Required action:
Write down the listing again exactly as it appears below, without its pictures.
============================================================
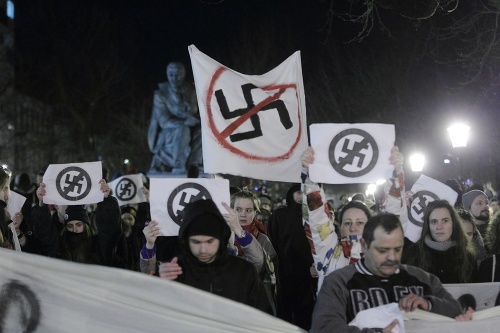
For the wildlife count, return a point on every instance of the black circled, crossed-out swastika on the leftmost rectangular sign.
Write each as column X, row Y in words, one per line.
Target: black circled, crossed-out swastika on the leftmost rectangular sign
column 73, row 183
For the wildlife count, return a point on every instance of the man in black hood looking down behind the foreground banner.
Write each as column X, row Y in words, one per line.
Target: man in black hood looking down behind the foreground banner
column 199, row 257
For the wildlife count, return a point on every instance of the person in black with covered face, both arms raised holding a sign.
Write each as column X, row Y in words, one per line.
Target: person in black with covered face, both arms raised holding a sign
column 76, row 239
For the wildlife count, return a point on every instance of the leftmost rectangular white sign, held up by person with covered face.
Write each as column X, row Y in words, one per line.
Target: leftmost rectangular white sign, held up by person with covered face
column 73, row 184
============================================================
Solved problem:
For the wildlife count, return a point on every instance of the black circled, crossed-out swastika on the leftmost rectangular sign.
Write each as column X, row Y in words, one per line.
Target: black circled, crossed-out swastika on the leftmost rectangular sign
column 73, row 183
For the wildlife count, return a point on every instance of the man in black hood looking down behind the foreground banner.
Write each as column X, row Y in words, one per line.
Target: man in black hood looking down behind the foreground banner
column 199, row 257
For the wildlife count, return a point on every instance of the person in black with covered face, both arms raised holding a sign.
Write each as column X, row Y in words, one per line.
Target: person in black with covered face, both arms raised holding a sign
column 76, row 239
For the wildlife count, return a point on every instance of the leftmost rectangular white sign, held up by person with covered face.
Write each as column X, row Y in words, one per line.
Target: leftmost rectangular white sign, held up by person with covered face
column 73, row 184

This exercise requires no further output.